**Dataset entries:**
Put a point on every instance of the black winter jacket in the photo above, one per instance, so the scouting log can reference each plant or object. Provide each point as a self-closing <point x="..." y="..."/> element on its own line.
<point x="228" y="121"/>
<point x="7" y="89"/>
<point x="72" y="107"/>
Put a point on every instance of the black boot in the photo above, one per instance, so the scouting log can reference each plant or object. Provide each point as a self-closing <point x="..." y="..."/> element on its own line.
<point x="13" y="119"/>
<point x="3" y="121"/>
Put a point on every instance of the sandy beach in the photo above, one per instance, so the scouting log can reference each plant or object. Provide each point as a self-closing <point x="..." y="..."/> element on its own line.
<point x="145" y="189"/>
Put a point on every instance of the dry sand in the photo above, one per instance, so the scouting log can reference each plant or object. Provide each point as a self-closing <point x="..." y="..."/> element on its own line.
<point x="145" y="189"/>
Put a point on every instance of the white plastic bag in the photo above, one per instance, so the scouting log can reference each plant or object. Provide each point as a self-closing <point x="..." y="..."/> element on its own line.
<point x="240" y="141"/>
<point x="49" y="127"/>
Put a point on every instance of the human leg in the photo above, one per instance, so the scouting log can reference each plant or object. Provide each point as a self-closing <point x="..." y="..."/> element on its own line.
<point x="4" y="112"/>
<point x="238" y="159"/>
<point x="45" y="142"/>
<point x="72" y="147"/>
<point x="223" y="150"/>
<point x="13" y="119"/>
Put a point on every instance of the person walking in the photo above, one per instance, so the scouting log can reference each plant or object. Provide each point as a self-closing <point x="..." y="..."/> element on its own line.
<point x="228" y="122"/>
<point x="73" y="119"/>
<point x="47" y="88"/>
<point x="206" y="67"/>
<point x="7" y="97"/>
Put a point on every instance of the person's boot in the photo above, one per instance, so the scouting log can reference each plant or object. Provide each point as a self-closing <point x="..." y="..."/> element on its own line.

**Work task:** Write out every line from the records above, word for word.

**Problem solution:**
Put a point on every instance of the black winter jacket in the photo above, one per instance, so the scouting log can reference each plant or object. Provide each point as a self-closing <point x="..." y="..."/> element on its own line.
<point x="228" y="121"/>
<point x="7" y="89"/>
<point x="72" y="107"/>
Put a point on every instance of the black boot in the photo above, one per instance, so the scouting log can reference each plant or object. Provide each point as a self-closing <point x="..." y="..."/> element on its own line.
<point x="13" y="119"/>
<point x="3" y="121"/>
Put a point on every instance of the sandy beach in the photo above, one per instance, so the scouting log can reference each plant or object. Provide each point as a self-closing <point x="..." y="..."/> element on its own line.
<point x="145" y="189"/>
Put a point on every instance of the dry sand in the photo above, one per instance, so the scouting log can reference each plant or object. Provide each point as a self-closing <point x="..." y="..."/> element on its own line.
<point x="145" y="189"/>
Put a point on every instance of the white plastic bag in the photo above, one per instance, so the scouting log can reference each plant or object. Provide each point as a self-closing <point x="..." y="..."/> element on its own line.
<point x="240" y="141"/>
<point x="49" y="127"/>
Put a point on every instance of the human leg in the photo above, one per instance, so the scouting log can reference each plant or object. Provide each point as a self-closing <point x="..." y="..."/> element on its own line.
<point x="4" y="112"/>
<point x="238" y="159"/>
<point x="45" y="142"/>
<point x="72" y="147"/>
<point x="223" y="150"/>
<point x="13" y="119"/>
Put a point on every instance of the person walking in the photo above, one per instance, so the scouting log can reference each plant or object. Provide each point as a self-closing <point x="..." y="..."/> element on its own line.
<point x="228" y="122"/>
<point x="73" y="119"/>
<point x="47" y="88"/>
<point x="206" y="67"/>
<point x="7" y="97"/>
Put a point on every instance of the person's boot in the photo above, one per instance, so the scouting log can reference each plant or object. Provide each point as a self-closing <point x="..." y="..."/> element on its own line.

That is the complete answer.